» TASK BRIEF:
Copy the stretch from the line containing "Find the white sleeveless" through the end of the records below without changing anything.

» DATASET EXCERPTS:

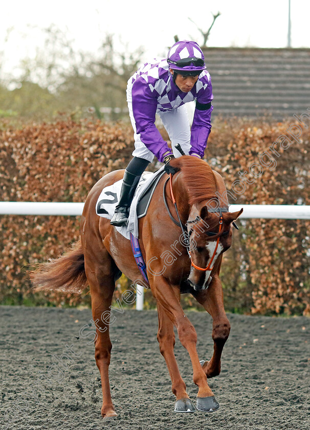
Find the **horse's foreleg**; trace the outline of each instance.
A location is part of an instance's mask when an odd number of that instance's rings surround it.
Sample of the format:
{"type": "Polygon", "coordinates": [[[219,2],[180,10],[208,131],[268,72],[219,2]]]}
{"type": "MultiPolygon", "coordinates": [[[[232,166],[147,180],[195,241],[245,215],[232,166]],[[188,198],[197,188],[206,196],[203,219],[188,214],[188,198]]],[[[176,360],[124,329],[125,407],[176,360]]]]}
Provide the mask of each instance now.
{"type": "Polygon", "coordinates": [[[112,274],[107,276],[93,264],[91,267],[85,259],[85,271],[91,287],[92,312],[96,327],[95,341],[95,357],[100,372],[103,403],[101,415],[104,418],[117,415],[111,399],[108,376],[108,368],[112,345],[109,334],[110,306],[115,287],[112,274]]]}
{"type": "Polygon", "coordinates": [[[223,289],[218,276],[216,275],[212,278],[207,290],[195,292],[193,295],[213,320],[213,354],[211,360],[203,365],[207,377],[211,378],[219,375],[222,353],[230,331],[230,324],[224,310],[223,289]]]}
{"type": "MultiPolygon", "coordinates": [[[[208,385],[205,372],[199,362],[196,344],[197,334],[190,321],[185,315],[178,299],[176,291],[179,287],[170,285],[163,276],[157,276],[153,280],[153,289],[156,298],[166,313],[175,326],[182,345],[187,350],[193,367],[193,379],[198,387],[198,397],[213,397],[213,393],[208,385]]],[[[211,407],[210,407],[211,408],[211,407]]]]}
{"type": "Polygon", "coordinates": [[[172,393],[176,400],[189,398],[186,393],[186,386],[182,379],[173,349],[175,344],[175,337],[173,331],[173,325],[168,317],[164,308],[159,302],[157,303],[158,313],[158,333],[157,340],[159,343],[161,354],[165,358],[168,370],[172,383],[172,393]]]}

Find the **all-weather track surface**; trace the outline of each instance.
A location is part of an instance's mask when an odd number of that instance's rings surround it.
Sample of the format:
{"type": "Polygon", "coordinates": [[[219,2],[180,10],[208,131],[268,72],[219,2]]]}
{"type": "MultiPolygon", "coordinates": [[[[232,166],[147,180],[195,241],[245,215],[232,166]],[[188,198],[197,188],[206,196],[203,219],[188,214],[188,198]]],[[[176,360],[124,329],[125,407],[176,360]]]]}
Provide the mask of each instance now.
{"type": "MultiPolygon", "coordinates": [[[[211,318],[186,313],[200,359],[208,359],[211,318]]],[[[178,414],[156,339],[156,311],[113,315],[110,382],[119,415],[104,420],[90,310],[0,307],[2,430],[310,428],[309,318],[229,314],[222,371],[209,380],[219,409],[178,414]]],[[[175,350],[195,404],[189,357],[178,340],[175,350]]]]}

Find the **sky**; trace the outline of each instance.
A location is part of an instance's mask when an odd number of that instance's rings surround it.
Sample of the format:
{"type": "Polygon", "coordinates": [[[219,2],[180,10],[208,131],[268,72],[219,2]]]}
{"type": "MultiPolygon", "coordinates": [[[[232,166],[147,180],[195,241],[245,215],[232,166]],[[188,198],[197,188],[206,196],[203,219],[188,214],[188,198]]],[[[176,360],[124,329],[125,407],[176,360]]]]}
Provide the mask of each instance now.
{"type": "MultiPolygon", "coordinates": [[[[113,33],[117,48],[119,40],[129,50],[143,46],[144,60],[165,56],[174,35],[202,43],[197,27],[206,31],[218,12],[208,46],[284,48],[287,43],[289,0],[0,0],[0,6],[2,77],[14,75],[23,58],[34,57],[42,46],[40,29],[51,24],[77,50],[95,53],[104,35],[113,33]]],[[[310,48],[310,2],[291,0],[291,7],[292,46],[310,48]]]]}

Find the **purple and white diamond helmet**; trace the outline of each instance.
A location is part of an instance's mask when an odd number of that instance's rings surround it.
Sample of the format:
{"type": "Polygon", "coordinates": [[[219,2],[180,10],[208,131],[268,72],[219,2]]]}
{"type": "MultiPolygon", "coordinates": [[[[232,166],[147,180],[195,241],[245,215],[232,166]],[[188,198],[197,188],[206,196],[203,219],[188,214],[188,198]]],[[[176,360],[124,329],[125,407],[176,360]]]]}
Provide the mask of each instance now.
{"type": "Polygon", "coordinates": [[[176,71],[198,72],[206,69],[204,53],[198,44],[193,40],[175,43],[168,53],[167,61],[176,71]]]}

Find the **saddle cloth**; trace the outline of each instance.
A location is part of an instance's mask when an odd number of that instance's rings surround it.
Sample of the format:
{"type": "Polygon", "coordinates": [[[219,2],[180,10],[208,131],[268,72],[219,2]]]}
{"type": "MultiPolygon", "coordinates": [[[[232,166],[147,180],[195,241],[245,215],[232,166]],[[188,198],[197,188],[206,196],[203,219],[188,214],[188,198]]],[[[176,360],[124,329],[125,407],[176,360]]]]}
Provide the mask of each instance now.
{"type": "MultiPolygon", "coordinates": [[[[138,218],[144,217],[153,193],[160,178],[165,172],[163,166],[154,173],[145,171],[139,181],[130,206],[127,225],[116,227],[123,236],[130,240],[130,233],[138,236],[138,218]]],[[[99,217],[110,220],[119,200],[123,180],[104,188],[96,204],[96,213],[99,217]]]]}

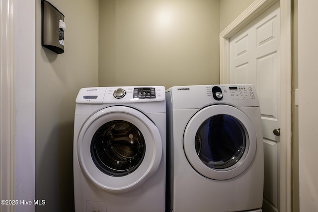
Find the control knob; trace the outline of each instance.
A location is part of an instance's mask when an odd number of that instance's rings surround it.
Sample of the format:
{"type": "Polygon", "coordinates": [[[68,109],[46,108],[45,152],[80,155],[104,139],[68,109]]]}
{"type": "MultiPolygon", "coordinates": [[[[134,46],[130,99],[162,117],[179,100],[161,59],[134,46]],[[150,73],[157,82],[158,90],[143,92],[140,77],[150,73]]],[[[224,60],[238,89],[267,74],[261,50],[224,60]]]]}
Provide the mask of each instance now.
{"type": "Polygon", "coordinates": [[[126,91],[123,88],[117,88],[114,91],[113,94],[114,97],[116,99],[120,99],[123,98],[126,95],[126,91]]]}

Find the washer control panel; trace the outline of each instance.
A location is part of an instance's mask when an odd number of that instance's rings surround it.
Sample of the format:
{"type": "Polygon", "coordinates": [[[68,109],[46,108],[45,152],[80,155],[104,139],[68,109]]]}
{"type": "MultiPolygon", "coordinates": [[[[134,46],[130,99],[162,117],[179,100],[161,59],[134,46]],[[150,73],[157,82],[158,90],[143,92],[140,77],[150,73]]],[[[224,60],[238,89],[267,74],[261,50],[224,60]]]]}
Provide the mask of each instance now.
{"type": "Polygon", "coordinates": [[[102,104],[160,101],[165,99],[162,86],[99,87],[80,90],[78,103],[102,104]]]}

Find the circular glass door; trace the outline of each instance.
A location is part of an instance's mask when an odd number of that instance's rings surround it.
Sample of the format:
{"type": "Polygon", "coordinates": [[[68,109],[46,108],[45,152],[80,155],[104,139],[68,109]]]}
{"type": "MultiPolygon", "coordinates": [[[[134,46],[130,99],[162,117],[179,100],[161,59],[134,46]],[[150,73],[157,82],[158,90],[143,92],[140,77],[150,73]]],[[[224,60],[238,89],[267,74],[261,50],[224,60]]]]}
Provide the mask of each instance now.
{"type": "Polygon", "coordinates": [[[94,134],[90,152],[100,171],[120,177],[133,172],[139,166],[145,156],[146,142],[140,130],[132,123],[111,121],[94,134]]]}
{"type": "Polygon", "coordinates": [[[206,119],[197,131],[195,150],[207,166],[227,169],[235,165],[248,149],[246,129],[236,118],[216,115],[206,119]]]}
{"type": "Polygon", "coordinates": [[[191,119],[183,145],[192,166],[206,177],[226,180],[241,173],[251,162],[256,133],[248,118],[228,105],[205,108],[191,119]]]}
{"type": "Polygon", "coordinates": [[[162,144],[157,126],[133,108],[112,106],[86,121],[77,143],[79,163],[96,186],[111,192],[130,191],[158,169],[162,144]]]}

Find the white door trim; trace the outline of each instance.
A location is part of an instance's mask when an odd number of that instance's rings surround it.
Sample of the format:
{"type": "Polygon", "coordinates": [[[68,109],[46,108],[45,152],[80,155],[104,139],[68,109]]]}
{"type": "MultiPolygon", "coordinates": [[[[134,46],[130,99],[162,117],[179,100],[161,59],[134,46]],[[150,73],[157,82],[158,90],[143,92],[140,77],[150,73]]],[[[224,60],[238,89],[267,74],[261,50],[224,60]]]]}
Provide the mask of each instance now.
{"type": "Polygon", "coordinates": [[[35,191],[35,0],[1,1],[0,211],[32,212],[35,191]],[[20,200],[31,201],[25,207],[20,200]]]}
{"type": "Polygon", "coordinates": [[[2,200],[15,199],[14,6],[13,0],[6,0],[0,7],[0,211],[7,212],[14,212],[14,205],[2,200]]]}
{"type": "MultiPolygon", "coordinates": [[[[291,204],[291,0],[281,0],[280,210],[291,204]]],[[[220,34],[220,83],[230,83],[230,38],[278,0],[255,0],[220,34]]]]}

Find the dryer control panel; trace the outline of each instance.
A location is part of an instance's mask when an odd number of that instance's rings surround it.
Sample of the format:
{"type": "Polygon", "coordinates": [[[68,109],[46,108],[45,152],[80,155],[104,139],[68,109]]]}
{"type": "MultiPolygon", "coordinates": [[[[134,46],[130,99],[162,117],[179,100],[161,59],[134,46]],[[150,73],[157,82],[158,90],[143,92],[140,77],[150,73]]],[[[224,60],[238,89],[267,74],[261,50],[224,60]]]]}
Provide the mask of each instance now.
{"type": "Polygon", "coordinates": [[[214,104],[235,107],[258,107],[255,86],[251,84],[219,84],[172,87],[173,109],[200,108],[214,104]]]}
{"type": "Polygon", "coordinates": [[[212,88],[213,97],[216,100],[221,100],[224,92],[227,95],[230,94],[232,99],[255,99],[255,88],[251,85],[236,85],[228,86],[215,86],[212,88]],[[223,87],[223,91],[221,87],[223,87]]]}

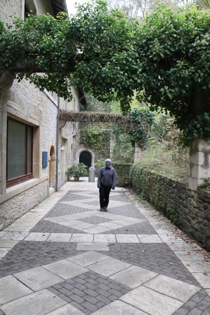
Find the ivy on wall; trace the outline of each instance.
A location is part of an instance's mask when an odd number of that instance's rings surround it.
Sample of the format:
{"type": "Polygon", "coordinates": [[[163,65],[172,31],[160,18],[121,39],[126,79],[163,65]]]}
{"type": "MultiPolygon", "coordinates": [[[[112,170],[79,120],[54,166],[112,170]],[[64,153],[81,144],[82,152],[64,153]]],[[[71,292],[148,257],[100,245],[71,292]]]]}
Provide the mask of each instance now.
{"type": "Polygon", "coordinates": [[[85,145],[95,149],[98,153],[104,153],[110,145],[111,130],[104,124],[88,125],[81,132],[85,145]]]}
{"type": "Polygon", "coordinates": [[[169,203],[166,198],[166,193],[172,193],[172,186],[175,185],[173,181],[170,179],[161,180],[158,174],[141,168],[138,164],[131,167],[130,176],[132,187],[135,192],[148,200],[172,223],[179,225],[177,205],[172,198],[169,203]]]}

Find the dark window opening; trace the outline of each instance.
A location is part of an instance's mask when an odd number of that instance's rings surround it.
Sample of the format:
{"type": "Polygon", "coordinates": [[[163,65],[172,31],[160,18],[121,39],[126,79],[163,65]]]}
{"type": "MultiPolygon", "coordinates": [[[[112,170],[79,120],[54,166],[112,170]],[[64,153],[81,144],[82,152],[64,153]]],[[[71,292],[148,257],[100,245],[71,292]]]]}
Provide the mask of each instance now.
{"type": "Polygon", "coordinates": [[[91,165],[91,160],[92,158],[90,152],[83,151],[80,155],[79,162],[84,163],[85,165],[88,166],[89,169],[91,165]]]}
{"type": "Polygon", "coordinates": [[[6,187],[33,178],[33,128],[7,120],[6,187]]]}

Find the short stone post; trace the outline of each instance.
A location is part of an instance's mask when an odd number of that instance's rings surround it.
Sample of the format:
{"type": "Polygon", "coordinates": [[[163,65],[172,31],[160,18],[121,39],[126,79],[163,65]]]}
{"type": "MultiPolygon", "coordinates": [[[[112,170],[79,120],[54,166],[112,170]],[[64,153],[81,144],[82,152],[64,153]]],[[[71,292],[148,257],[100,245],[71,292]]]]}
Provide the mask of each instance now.
{"type": "Polygon", "coordinates": [[[204,180],[210,180],[210,141],[196,138],[190,146],[189,155],[189,189],[196,191],[204,184],[204,180]]]}
{"type": "Polygon", "coordinates": [[[110,136],[110,151],[109,156],[111,159],[113,158],[114,149],[115,148],[116,143],[116,137],[114,134],[111,134],[110,136]]]}
{"type": "Polygon", "coordinates": [[[140,161],[142,155],[142,149],[136,141],[135,141],[134,160],[134,163],[140,161]]]}

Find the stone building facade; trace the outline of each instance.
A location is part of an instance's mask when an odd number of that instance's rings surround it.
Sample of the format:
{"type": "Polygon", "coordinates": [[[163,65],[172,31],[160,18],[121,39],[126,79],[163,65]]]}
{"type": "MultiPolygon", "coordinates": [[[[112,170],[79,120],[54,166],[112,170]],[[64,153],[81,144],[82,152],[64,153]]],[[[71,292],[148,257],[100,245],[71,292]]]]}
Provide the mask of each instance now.
{"type": "Polygon", "coordinates": [[[75,131],[73,133],[73,164],[77,164],[81,162],[84,162],[89,167],[93,166],[95,168],[96,174],[98,170],[96,164],[98,159],[107,158],[110,157],[110,149],[109,143],[106,146],[104,152],[99,153],[97,150],[90,147],[88,144],[84,144],[81,137],[80,128],[79,123],[75,123],[75,131]]]}
{"type": "MultiPolygon", "coordinates": [[[[0,19],[7,23],[9,15],[24,19],[30,10],[54,16],[59,11],[67,12],[64,0],[1,0],[0,19]]],[[[73,132],[73,124],[60,123],[57,154],[56,94],[40,92],[24,79],[19,83],[15,79],[1,92],[0,230],[53,193],[56,178],[58,188],[67,180],[65,172],[72,163],[73,132]]],[[[73,88],[72,92],[72,101],[60,98],[60,108],[77,111],[81,95],[73,88]]]]}

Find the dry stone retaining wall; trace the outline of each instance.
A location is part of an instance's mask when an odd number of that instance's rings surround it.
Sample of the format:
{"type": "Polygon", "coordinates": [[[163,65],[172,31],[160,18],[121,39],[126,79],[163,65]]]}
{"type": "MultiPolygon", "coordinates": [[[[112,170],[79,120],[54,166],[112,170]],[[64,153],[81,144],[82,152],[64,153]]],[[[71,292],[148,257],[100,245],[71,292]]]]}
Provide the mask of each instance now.
{"type": "Polygon", "coordinates": [[[112,166],[116,171],[116,186],[125,188],[131,187],[130,169],[132,165],[112,163],[112,166]]]}
{"type": "Polygon", "coordinates": [[[133,174],[132,187],[181,230],[210,251],[210,192],[145,169],[133,174]]]}
{"type": "Polygon", "coordinates": [[[0,204],[0,230],[21,218],[48,196],[48,181],[23,191],[0,204]]]}

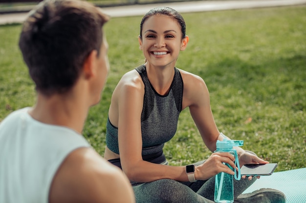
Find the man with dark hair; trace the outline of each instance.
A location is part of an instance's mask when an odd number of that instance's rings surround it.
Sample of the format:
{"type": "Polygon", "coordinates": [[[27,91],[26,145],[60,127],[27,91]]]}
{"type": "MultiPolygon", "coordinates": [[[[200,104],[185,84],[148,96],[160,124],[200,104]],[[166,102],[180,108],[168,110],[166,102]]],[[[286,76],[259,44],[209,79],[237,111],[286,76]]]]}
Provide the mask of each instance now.
{"type": "Polygon", "coordinates": [[[126,176],[81,135],[109,71],[108,20],[77,0],[29,13],[19,46],[37,99],[0,124],[0,203],[134,202],[126,176]]]}

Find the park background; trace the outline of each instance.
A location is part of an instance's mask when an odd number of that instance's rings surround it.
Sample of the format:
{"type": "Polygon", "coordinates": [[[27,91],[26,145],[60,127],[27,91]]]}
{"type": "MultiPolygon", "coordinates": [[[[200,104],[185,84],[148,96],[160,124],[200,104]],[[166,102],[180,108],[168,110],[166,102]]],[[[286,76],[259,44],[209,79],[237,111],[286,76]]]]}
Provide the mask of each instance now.
{"type": "MultiPolygon", "coordinates": [[[[220,131],[244,149],[278,163],[276,171],[306,167],[306,6],[182,14],[190,38],[176,67],[200,76],[220,131]]],[[[137,36],[142,17],[112,18],[105,27],[110,73],[83,134],[101,155],[110,97],[122,75],[144,62],[137,36]]],[[[18,49],[21,25],[0,26],[0,122],[34,104],[34,85],[18,49]]],[[[188,109],[166,144],[170,164],[211,152],[188,109]]]]}

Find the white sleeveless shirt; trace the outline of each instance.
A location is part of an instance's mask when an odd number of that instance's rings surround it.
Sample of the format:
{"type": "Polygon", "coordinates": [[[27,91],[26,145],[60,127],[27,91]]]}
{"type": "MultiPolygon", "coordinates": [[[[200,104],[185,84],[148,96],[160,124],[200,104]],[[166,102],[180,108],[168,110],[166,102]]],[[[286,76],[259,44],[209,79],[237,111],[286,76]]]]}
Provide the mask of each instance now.
{"type": "Polygon", "coordinates": [[[0,203],[45,203],[53,176],[74,150],[90,147],[66,127],[34,119],[29,108],[0,123],[0,203]]]}

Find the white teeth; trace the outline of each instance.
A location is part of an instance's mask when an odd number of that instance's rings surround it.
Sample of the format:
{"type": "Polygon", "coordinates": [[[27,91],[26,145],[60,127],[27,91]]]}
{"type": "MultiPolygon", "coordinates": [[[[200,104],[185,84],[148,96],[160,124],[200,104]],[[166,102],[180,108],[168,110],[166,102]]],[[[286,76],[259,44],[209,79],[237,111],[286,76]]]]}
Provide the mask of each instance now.
{"type": "Polygon", "coordinates": [[[153,54],[154,55],[166,55],[167,54],[167,52],[153,52],[153,54]]]}

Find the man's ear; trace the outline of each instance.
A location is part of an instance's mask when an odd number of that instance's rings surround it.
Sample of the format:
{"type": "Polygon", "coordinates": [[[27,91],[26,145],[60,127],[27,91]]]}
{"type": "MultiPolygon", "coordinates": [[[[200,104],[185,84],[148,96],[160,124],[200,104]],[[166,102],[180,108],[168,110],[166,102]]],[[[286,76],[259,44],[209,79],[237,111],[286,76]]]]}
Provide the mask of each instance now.
{"type": "Polygon", "coordinates": [[[83,73],[84,77],[88,79],[96,74],[96,61],[98,52],[97,50],[92,50],[85,59],[83,67],[83,73]]]}
{"type": "Polygon", "coordinates": [[[187,44],[188,43],[189,41],[189,37],[186,35],[185,36],[185,37],[182,39],[182,43],[181,44],[181,48],[180,49],[180,51],[185,50],[185,49],[186,49],[187,46],[187,44]]]}
{"type": "Polygon", "coordinates": [[[142,40],[140,35],[138,36],[138,42],[139,42],[139,49],[142,50],[142,40]]]}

» RESULT FOR THIS TASK:
Find the white sleeveless shirt; trace the outline of each instance.
A location is part of an instance's mask when an odd number of that instance's rings surround it.
Sample of the format:
{"type": "Polygon", "coordinates": [[[27,91],[26,145],[60,127],[27,91]]]}
{"type": "MultiPolygon", "coordinates": [[[[200,104],[185,84],[148,96],[160,124],[200,104]],[[166,102],[180,108],[168,110],[166,102]]],[[[286,76],[259,44],[209,79],[237,111],[286,76]]]]}
Provide the mask of each instance now.
{"type": "Polygon", "coordinates": [[[0,203],[45,203],[53,176],[74,150],[90,147],[66,127],[34,119],[29,108],[0,123],[0,203]]]}

Find the white teeth; trace the outline of each instance.
A location is part of an instance's mask when an odd number of that instance's rings surround it.
Sample of the format:
{"type": "Polygon", "coordinates": [[[27,91],[26,145],[60,127],[27,91]]]}
{"type": "MultiPolygon", "coordinates": [[[[200,104],[185,84],[148,96],[160,124],[200,104]],[[166,102],[180,108],[168,110],[166,102]]],[[[286,76],[259,44],[209,79],[237,111],[286,76]]]]}
Provide the mask of each instance now.
{"type": "Polygon", "coordinates": [[[153,54],[154,55],[166,55],[167,54],[167,52],[153,52],[153,54]]]}

Find the man's ear; trace the outline of each instance.
A location is part of an instance's mask when an odd number of that instance's rings surround it.
Sample of the format:
{"type": "Polygon", "coordinates": [[[27,91],[26,145],[60,127],[27,91]]]}
{"type": "MultiPolygon", "coordinates": [[[[200,104],[185,84],[148,96],[160,124],[200,104]],[[166,102],[180,108],[168,110],[166,102]]],[[[286,76],[259,44],[209,79],[237,111],[286,76]]]]}
Provide the mask of each instance now.
{"type": "Polygon", "coordinates": [[[83,73],[84,77],[88,79],[96,74],[96,61],[98,52],[97,50],[92,50],[85,59],[83,67],[83,73]]]}
{"type": "Polygon", "coordinates": [[[187,44],[188,43],[189,41],[189,37],[186,35],[185,36],[185,37],[182,39],[182,43],[181,44],[181,48],[180,49],[180,51],[185,50],[185,49],[186,49],[187,46],[187,44]]]}
{"type": "Polygon", "coordinates": [[[142,40],[140,35],[138,36],[138,42],[139,42],[139,49],[142,50],[142,40]]]}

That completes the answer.